Work to be completed:
Lines with the word "instance" in them must be copied from the records below.
*** Supplied information ***
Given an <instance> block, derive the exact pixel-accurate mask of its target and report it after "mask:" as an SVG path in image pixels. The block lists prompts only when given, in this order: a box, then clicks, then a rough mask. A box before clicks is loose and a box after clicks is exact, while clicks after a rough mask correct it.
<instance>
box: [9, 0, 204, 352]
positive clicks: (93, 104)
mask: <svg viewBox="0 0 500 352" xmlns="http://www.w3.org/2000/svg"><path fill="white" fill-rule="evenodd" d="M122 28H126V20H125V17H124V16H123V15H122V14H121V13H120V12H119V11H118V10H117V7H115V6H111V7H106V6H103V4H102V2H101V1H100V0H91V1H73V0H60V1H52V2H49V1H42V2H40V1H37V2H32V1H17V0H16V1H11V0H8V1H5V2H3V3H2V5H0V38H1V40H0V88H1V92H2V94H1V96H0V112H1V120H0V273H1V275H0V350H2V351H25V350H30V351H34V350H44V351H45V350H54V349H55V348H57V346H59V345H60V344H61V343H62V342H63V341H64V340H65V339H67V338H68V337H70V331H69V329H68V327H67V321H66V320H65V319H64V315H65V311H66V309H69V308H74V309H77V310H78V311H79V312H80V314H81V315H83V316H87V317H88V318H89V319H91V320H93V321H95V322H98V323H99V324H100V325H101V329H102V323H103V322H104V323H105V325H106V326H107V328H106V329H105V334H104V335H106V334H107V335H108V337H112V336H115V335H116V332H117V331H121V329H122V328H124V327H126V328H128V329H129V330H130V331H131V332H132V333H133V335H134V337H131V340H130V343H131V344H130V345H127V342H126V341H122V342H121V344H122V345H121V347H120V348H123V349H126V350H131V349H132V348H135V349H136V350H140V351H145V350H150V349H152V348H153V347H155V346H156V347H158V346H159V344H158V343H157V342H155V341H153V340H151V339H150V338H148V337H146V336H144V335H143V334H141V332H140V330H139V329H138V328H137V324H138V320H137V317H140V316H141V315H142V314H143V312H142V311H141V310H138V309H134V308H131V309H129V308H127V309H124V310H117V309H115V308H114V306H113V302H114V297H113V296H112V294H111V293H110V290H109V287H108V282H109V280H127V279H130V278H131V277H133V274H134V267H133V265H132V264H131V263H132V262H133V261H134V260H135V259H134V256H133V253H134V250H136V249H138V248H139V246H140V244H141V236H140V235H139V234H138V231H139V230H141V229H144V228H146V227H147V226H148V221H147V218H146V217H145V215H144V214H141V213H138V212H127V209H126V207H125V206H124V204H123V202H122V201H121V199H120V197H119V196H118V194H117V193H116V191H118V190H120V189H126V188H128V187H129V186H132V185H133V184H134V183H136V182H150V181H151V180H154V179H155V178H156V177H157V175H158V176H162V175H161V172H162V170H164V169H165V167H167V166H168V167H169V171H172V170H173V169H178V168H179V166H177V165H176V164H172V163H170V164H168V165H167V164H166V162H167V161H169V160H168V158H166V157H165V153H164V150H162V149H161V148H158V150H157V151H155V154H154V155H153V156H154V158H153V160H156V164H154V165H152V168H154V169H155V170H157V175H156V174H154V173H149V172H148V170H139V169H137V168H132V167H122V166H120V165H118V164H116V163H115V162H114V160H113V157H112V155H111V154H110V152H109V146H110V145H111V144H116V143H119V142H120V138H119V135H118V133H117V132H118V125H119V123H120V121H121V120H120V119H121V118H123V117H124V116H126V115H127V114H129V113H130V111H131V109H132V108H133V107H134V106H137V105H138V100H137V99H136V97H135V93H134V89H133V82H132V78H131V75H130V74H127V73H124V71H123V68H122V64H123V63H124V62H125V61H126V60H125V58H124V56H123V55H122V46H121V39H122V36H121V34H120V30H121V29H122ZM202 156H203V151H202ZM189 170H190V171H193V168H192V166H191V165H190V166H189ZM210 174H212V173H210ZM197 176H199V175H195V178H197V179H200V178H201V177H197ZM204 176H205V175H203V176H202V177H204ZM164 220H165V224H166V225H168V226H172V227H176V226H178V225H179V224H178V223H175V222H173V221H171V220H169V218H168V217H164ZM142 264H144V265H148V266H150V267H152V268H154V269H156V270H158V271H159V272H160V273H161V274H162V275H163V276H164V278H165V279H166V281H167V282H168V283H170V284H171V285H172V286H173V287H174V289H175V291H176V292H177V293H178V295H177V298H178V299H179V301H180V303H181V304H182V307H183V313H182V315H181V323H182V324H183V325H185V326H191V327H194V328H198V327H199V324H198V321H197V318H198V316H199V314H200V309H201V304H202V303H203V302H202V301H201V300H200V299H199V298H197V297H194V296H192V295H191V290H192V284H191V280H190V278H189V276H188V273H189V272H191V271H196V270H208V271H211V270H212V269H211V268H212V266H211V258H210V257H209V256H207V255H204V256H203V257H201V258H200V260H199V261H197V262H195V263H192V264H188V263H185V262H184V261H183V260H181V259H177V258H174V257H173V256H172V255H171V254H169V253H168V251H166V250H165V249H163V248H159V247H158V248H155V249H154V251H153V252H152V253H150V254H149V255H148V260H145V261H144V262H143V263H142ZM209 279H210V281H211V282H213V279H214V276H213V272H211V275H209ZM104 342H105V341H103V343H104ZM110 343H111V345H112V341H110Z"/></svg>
*** End of Supplied information ***
Solved problem:
Given an <instance> block, derive the exact pixel-accurate mask of its target and report it after "mask:" as an SVG path in image pixels. The block lists prompts only when given, in this order: a box, then clicks, then a rough mask. A box before clicks is loose and a box after clicks is exact, while clicks after a rough mask correct it.
<instance>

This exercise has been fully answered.